_Text excerpt_.
>>
How To Discover The Princes, Paupers, and Horse Thieves In Your Family History
Genealogy websites that help people trace their family histories love to focus on fortunate souls descended from royalty, or related in some distant and indirect way to George Washington.
Yet genealogical research is just as likely to turn up horse thieves, drifters and scandals of every sort.
“You’re going to find stuff you don’t want to know,” says Ceil Lucas, a sociolinguist, amateur genealogist and author of How I Got Here: A Memoir. “But who knows, those might be your most fascinating finds.”
Genealogy is experiencing a resurgence of popularity with such TV shows as Who Do You Think You Are and Finding Your Roots, but it’s never really been out of fashion.
Lucas began working on her family history three decades ago, about the same time she began making notes on what would become a memoir of her childhood in Guatemala City and Rome, Italy, from ages 5 to 21. This upbringing left her with a sense of “I’m not from here” – “here” being the U.S., where she was born.
But her genealogical research, which revealed her first ancestors coming to the U.S. from Scotland in 1654 and England in 1679, showed her just how “from here” she is. Lucas realized that the stories of her ancestors needed to be included in her memoir, as they give the broadest picture of how she got here. The result was a genealogical memoir.
“The thing is, once the genealogical story is learned, it simply can’t be unlearned,” she says. “It’s a large and integral part of how I understand my life and how I see myself.”
She has suggestions for others who want to delve into their family histories:
- Talk to relatives. The best place to start is with what you already know, Lucas says. You’re probably aware of at least some of your family’s history, especially as it pertains to your mother and father. An excellent way to begin adding to that is to speak to your parents, grandparents, aunts and uncles who can fill in some of the blanks.
• Check census records. Every 10 years since 1790 the census has taken a snapshot of who’s living in the United States. Valuable information can be found in census records, and you might even discover relatives you never heard about.
• Sign up for a genealogy class. Many community colleges offer non-credit courses in genealogy that will help you understand how to research your family and interpret what you find.
• DNA testing. People often think they know their ethnic lineage, but discover surprises when they have a DNA test. Lucas’ DNA test revealed that she is descended not only from people who hailed from England and Scotland, but also the Iberian Peninsula.
<<
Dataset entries
>>
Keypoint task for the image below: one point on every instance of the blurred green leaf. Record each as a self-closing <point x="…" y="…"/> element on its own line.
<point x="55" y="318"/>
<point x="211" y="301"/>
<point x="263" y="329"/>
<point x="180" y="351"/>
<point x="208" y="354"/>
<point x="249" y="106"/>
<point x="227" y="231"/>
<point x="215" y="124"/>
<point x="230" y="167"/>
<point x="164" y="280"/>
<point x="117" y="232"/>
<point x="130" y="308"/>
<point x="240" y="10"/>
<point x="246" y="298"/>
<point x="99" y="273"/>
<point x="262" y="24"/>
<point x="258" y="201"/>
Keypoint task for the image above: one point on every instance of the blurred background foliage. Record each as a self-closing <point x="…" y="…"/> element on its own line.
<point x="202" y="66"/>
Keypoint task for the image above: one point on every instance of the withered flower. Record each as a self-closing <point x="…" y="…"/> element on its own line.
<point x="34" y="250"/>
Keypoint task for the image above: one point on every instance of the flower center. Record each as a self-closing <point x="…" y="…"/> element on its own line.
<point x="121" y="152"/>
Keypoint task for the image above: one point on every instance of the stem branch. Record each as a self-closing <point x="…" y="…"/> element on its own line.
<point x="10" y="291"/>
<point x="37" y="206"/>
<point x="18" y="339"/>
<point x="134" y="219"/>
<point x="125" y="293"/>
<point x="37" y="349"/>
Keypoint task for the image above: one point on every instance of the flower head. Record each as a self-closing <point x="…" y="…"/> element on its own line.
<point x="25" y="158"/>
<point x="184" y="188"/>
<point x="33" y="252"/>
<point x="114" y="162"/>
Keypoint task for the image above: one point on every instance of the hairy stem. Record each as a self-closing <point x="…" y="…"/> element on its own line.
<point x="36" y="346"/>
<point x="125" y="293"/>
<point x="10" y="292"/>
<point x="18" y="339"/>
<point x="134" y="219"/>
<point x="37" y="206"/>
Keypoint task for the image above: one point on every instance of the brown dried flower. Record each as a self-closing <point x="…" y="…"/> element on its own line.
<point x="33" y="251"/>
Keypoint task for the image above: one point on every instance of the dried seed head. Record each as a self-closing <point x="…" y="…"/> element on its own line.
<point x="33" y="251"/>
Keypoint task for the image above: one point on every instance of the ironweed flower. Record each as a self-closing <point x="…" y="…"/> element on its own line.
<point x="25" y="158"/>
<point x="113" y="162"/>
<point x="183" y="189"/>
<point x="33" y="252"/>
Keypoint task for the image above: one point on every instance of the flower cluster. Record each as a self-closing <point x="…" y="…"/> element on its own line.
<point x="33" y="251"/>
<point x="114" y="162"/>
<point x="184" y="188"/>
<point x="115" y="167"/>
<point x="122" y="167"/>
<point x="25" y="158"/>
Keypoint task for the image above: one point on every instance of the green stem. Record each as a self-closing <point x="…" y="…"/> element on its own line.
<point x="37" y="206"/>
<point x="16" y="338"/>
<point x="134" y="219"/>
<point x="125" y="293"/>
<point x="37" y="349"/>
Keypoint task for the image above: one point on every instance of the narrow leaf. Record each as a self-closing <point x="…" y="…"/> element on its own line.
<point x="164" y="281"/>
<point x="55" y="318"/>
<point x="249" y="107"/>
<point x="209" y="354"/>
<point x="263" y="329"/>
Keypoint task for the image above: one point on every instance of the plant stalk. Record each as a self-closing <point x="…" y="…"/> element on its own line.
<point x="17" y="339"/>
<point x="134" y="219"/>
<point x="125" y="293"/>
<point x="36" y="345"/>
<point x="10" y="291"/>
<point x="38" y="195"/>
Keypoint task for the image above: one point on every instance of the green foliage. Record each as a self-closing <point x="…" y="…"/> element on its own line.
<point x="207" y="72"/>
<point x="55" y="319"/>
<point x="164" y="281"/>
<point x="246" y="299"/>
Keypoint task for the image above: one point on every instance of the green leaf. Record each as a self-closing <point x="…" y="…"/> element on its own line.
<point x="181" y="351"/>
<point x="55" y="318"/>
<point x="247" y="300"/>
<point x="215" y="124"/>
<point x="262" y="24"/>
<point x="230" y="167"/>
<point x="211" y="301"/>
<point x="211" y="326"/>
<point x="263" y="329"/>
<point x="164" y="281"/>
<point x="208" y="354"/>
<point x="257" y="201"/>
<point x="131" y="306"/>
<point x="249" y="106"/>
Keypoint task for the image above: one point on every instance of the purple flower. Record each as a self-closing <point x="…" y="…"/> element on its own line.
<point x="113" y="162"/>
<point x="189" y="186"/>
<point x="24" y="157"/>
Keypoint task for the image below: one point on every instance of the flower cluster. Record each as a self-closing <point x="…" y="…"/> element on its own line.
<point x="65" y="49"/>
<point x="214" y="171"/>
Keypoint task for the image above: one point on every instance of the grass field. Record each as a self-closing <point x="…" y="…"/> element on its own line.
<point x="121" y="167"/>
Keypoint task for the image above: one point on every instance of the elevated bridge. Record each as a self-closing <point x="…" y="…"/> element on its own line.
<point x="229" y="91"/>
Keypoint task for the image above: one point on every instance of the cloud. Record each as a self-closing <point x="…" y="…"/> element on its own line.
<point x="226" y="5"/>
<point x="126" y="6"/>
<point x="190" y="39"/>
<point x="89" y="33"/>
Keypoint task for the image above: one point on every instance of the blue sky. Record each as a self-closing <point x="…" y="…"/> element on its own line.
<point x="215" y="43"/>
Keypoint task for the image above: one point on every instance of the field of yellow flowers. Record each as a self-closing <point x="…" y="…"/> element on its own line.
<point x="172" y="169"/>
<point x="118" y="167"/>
<<
_Exercise instructions_. Reproduce the passage from the genealogy article, starting with "She has suggestions" and going on through "never heard about.".

_Problem solution_.
She has suggestions for others who want to delve into their family histories:
- Talk to relatives. The best place to start is with what you already know, Lucas says. You’re probably aware of at least some of your family’s history, especially as it pertains to your mother and father. An excellent way to begin adding to that is to speak to your parents, grandparents, aunts and uncles who can fill in some of the blanks.
• Check census records. Every 10 years since 1790 the census has taken a snapshot of who’s living in the United States. Valuable information can be found in census records, and you might even discover relatives you never heard about.